━━━ Dataset records ━━━
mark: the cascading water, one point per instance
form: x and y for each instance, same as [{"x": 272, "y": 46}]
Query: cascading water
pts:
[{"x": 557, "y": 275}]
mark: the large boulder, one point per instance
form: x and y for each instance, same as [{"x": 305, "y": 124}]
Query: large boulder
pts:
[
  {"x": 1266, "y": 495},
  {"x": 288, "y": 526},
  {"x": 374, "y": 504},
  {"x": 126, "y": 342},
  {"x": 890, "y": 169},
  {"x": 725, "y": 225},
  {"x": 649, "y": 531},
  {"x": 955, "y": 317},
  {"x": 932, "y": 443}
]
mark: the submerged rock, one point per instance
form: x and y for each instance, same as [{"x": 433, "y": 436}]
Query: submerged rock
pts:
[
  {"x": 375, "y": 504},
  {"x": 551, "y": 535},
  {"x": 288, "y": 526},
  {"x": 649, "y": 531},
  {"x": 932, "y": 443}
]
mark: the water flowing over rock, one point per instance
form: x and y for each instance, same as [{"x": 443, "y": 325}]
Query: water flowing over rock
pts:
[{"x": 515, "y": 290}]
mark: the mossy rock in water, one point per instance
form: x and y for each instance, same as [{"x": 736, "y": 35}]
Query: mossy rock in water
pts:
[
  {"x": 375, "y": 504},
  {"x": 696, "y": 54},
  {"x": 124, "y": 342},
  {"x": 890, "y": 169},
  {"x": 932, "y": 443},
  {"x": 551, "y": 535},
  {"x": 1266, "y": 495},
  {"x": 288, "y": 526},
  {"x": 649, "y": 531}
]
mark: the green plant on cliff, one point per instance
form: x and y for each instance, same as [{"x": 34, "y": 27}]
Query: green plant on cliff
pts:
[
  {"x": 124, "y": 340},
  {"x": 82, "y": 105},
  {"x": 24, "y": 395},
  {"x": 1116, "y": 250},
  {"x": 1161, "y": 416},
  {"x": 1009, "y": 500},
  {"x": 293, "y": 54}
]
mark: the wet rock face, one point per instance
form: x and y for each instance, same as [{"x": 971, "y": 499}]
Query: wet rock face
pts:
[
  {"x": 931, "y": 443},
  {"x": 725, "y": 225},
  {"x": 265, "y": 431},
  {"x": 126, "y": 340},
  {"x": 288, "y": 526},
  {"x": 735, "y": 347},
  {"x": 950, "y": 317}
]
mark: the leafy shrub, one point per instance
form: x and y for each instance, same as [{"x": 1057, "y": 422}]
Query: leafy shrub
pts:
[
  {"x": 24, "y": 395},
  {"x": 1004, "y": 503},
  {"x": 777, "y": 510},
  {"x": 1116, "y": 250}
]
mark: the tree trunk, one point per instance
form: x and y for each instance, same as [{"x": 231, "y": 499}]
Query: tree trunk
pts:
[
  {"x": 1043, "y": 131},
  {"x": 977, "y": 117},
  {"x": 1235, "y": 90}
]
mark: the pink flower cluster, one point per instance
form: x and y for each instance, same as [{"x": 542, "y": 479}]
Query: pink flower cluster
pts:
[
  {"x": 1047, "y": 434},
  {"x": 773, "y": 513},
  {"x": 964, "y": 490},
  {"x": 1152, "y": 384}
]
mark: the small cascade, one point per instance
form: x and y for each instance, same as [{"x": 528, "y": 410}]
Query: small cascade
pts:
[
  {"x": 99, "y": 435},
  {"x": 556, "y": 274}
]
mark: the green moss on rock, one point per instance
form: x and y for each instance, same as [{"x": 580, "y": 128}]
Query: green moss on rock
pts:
━━━
_What the exercise asks_: Express the rows above as a JSON list of strings, one string per line and with blank lines left out, starting at the line containing "mark: the leafy shrub, one point per instance" and ending with the last line of the rows.

_Task result_:
[
  "mark: the leafy shrub, one point per instance",
  "form: x and y for each instance, same as [{\"x\": 1057, \"y\": 422}]",
  "Query: leafy shrub",
  "pts:",
  "[",
  "  {\"x\": 24, \"y\": 395},",
  "  {\"x\": 1004, \"y\": 503},",
  "  {\"x\": 777, \"y\": 510},",
  "  {\"x\": 1116, \"y\": 250}",
  "]",
  "mark: the tree trunk, one point per instance",
  "form: x and y for each instance, same as [{\"x\": 231, \"y\": 499}]",
  "Query: tree trunk",
  "pts:",
  "[",
  "  {\"x\": 1043, \"y\": 131},",
  "  {\"x\": 977, \"y\": 117},",
  "  {\"x\": 1235, \"y\": 90}",
  "]",
  "mark: the pink flower cluster, one point per instance",
  "form: x and y for each instance, same as [{\"x\": 542, \"y\": 479}]",
  "Query: pink flower cluster",
  "pts:",
  "[",
  "  {\"x\": 1047, \"y\": 434},",
  "  {\"x\": 773, \"y\": 513},",
  "  {\"x\": 964, \"y\": 490},",
  "  {\"x\": 1152, \"y\": 384}",
  "]",
  "mark: the small cascade, one point per instance",
  "form: x and y for each instance, same as [{\"x\": 528, \"y\": 410}]",
  "Query: small cascade",
  "pts:",
  "[",
  "  {\"x\": 99, \"y\": 435},",
  "  {\"x\": 556, \"y\": 274}",
  "]",
  "mark: the green moss on rock, one point per instance",
  "form: x and y for each instance, same as [{\"x\": 580, \"y\": 128}]",
  "Query: green moss on rock",
  "pts:"
]